# [出典]
↓↓↓

リジェネラティブ・デザインとは・意味
リジェネラティブ・デザインとは?
リジェネラティブ・デザイン(Regenerative Design:環境再生型デザイン)とは、自然環境を修復・再生しながら人間と自然の共生を目指すデザイン(設計)のこと。
環境負荷を最小限に抑えて、現在の自然環境を維持していく「サステナブル・デザイン」から一歩先に進んで、エコシステムの回復や生態系の再生を促し、環境により良い影響(ネットポジティブ・インパクト)をもたらすような商品・サービス・建築物などをデザインすることを指す。
サステナブル・デザインは、あくまで人間の活動を中心に環境への影響を考え対策するものだ。それに対してリジェネラティブ・デザインは、人間を自然のシステムの中の一部と捉えて、自然環境や生態系により積極的に働きかけていく。つまり、人間とエコシステムがより密接につながり合った設計デザインの考え方だといえる。
言葉の生まれた背景には、環境負荷の大きさがあった
リジェネラティブ・デザインの概念は1970年代ごろに生まれ、1990年代以降に注目されるようになった。建築家のマイケル・ポーリンが、提唱者の一人となっている。

↑↑↑

# [問題文 1]
リジェネラティブ・デザインについての出典で、デザインする対象として挙げられているものをすべて書き出してください。

記録:
↓↓↓

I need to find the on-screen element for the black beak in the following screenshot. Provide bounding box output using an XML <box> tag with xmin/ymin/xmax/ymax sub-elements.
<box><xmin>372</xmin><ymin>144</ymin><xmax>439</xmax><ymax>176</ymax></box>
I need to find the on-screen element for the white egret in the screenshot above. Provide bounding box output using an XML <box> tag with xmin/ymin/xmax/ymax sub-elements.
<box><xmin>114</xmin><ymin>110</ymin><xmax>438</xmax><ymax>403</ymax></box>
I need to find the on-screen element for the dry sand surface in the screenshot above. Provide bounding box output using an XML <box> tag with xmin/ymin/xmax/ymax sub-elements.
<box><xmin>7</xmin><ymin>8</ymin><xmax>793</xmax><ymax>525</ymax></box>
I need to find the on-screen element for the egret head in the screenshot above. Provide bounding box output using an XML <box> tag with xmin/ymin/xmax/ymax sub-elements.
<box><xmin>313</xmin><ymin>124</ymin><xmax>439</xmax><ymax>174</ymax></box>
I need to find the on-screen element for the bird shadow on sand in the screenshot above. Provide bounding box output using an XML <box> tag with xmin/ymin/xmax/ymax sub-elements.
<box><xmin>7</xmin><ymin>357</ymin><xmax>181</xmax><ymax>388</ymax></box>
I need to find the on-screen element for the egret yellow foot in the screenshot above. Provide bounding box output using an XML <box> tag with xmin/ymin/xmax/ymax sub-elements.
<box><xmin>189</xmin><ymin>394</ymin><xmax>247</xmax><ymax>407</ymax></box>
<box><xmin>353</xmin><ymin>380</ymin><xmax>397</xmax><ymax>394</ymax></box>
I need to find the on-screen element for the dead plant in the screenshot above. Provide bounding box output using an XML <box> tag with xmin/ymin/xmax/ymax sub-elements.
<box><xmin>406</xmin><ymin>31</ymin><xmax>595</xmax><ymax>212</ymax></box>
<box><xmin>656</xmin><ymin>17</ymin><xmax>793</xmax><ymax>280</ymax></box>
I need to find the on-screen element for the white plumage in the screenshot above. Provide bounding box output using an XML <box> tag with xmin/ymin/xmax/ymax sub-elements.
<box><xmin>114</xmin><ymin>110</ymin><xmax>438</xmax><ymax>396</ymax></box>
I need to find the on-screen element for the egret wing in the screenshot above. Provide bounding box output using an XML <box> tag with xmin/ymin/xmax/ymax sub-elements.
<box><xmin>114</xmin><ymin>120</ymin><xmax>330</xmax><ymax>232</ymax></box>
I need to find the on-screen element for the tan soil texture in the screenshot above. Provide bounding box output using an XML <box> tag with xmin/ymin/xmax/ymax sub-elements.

↑↑↑

# [問題文 2]
リストの中で、文字列「white」を含む行はいくつありますか。大文字と小文字は区別し、数だけを答えてください。

# [正解 1]
商品、サービス、建築物

# [正解 2]
2